Source text =>

An ONT-first bacterial isolate assembly pipeline using the best combination of fully automated tools according to the Trycycler(1) and Polypolish papers(2). Can be used with long reads alone or with optional short reads for polishing.
It takes a set of long reads and optional short reads and runs the following tools (all steps optional):
- filtlong (pre-assembly filtering) (https://github.com/rrwick/Filtlong)
- flye (assembly) (https://github.com/fenderglass/Flye)
- medaka (long-read polishing) (https://github.com/nanoporetech/medaka)
- polypolish (short-read polishing) (https://github.com/rrwick/Polypolish)
- polca (short-read polishing) (https://github.com/alekseyzimin/masurca)
#Open up a screen session
screen -R run_clinopore
#Clone the clinopore repository:
git clone https://github.com/HughCottingham/clinopore-nf.git && cd clinopore-nf
#Install the conda environments (skip this step if running on MASSIVE):
conda env create -f clinopore.yml -p /path/to/clinopore/conda/env
conda env create -f polca.yml -p /path/to/polca/conda/env
#Set run parameters:
nano nextflow.config
#Run the pipeline
conda activate /path/to/clinopore/conda/env
nextflow run clinopore.nf --clinopore_env /path/to/clinopore/conda/env --polca_env /path/to/polca/conda/env
The most important part of running the pipeline is ensuring your read data is in the correct format and has its path set as an input parameter. All reads (short and long) should be specified in the nextflow.config
file (reads/*fastq.gz
by default). Long reads should be in the format {isolate_id}.fastq.gz
while short reads should be in the format {isolate_id}_1.fastq.gz
/{isolate_id}_2.fastq.gz
.
There are several other options that can be set by modifying nextflow.config
. Below is a summary of these options.
Option | Description | Default |
---|---|---|
clinopore_env |
clinopore conda environment (MUST set) | '/path/to/clinopore/env' |
polca_env |
polca conda environment (MUST set) | '/path/to/polca/env' |
reads |
Glob pattern matching input reads | 'reads/*fastq.gz' |
medaka_model |
Medaka model (see medaka github documentation for details) | 'r941_min_sup_g507' |
filter_reads |
Optional read filtering step ('true' or 'false') | 'true' |
long_read_polish |
Optional long-read polishing step ('true' or 'false') | 'true' |
short_read_polish |
Optional short-read polishing step ('true' or 'false') | 'true' |
outdir |
Output directory | 'assemblies' |
read_qc |
Optional read QC (Nanostats and fastqc) ('true' or 'false') | 'true' |
polishing_stats |
Optional summary of bases added/subtracted at each polishing step ('true' or 'false') | 'true' |
failure_action |
Option to ignore ('ignore') or terminate ('terminate') on errors (local execution only) | 'terminate' |
threads |
Number of threads to use (local execution only) | 16 |
max_retries |
MASSIVE use only - How many times should slurm retry the job with higher CPUs, RAM and/or walltime? | 3 |
queue_size |
MASSIVE use only - Maximum number of jobs to submit at once | 50 |
slurm_account |
MASSIVE use only (MUST set if running on MASSIVE) | 'slurm_account' |
If all steps of the pipeline are run, the final assembly files will be in the base of the output directory named {isolate_id}_medaka_polypolish_polca.fasta
. If you don't run every step or are interested in the intermediates, the intermediate fasta files are in the directories {output_dir}/flye
, {output_dir}/medaka
and {output_dir}/polypolish
. The assembly graph files produced by flye are also provided in the {output_dir}/gfa
directory to allow for visualisation in a tool like Bandage.
Contigs are sorted from largest to smallest, meaning the chromosome will typically be contig_1
, the largest plasmid will be contig_2
and so on. Fasta headers also include contig length in bases, depth and whether it is circular or not.

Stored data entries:
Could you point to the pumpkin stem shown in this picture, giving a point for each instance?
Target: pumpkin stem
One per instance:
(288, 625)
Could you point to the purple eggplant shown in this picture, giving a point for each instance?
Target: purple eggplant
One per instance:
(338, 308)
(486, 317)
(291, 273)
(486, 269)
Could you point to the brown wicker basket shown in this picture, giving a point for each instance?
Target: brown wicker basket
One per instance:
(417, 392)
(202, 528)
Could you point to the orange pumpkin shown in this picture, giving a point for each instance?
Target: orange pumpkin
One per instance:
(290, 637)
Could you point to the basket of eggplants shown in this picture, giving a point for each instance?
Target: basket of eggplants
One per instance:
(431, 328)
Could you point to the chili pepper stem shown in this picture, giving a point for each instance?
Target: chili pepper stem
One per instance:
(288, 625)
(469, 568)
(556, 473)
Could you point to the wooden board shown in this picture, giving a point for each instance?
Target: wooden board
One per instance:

Prompt 1 =>
Summarize the pipeline documentation in two sentences.
Prompt 2 =>
Decide whether each statement agrees with the pipeline documentation, answering yes or no and quoting the deciding words: (a) The default Medaka model is 'r941_min_sup_g507'. (b) Short reads should be named {isolate_id}.fastq.gz. (c) The threads option defaults to 8.
Prompt 3 =>
Reproduce the stretch of the pipeline documentation from "An ONT-first bacterial" through "(long-read polishing) (https://github.com/nanoporetech/medaka)".
These rows have nothing to do with the pipeline documentation.

Exercise result 1 =>
The pipeline documentation describes an ONT-first bacterial isolate assembly pipeline that runs filtlong, flye, medaka, polypolish and polca, using long reads alone or with optional short reads for polishing. Reads and other options are set in nextflow.config, and when all steps are run the final assembly is placed in the base of the output directory, with contigs sorted from largest to smallest.

Exercise result 2 =>
(a) Yes: "Medaka model (see medaka github documentation for details) | 'r941_min_sup_g507'"
(b) No: "while short reads should be in the format {isolate_id}_1.fastq.gz"
(c) No: "Number of threads to use (local execution only) | 16"

Exercise result 3 =>
An ONT-first bacterial isolate assembly pipeline using the best combination of fully automated tools according to the Trycycler(1) and Polypolish papers(2). Can be used with long reads alone or with optional short reads for polishing.
It takes a set of long reads and optional short reads and runs the following tools (all steps optional):
- filtlong (pre-assembly filtering) (https://github.com/rrwick/Filtlong)
- flye (assembly) (https://github.com/fenderglass/Flye)
- medaka (long-read polishing) (https://github.com/nanoporetech/medaka)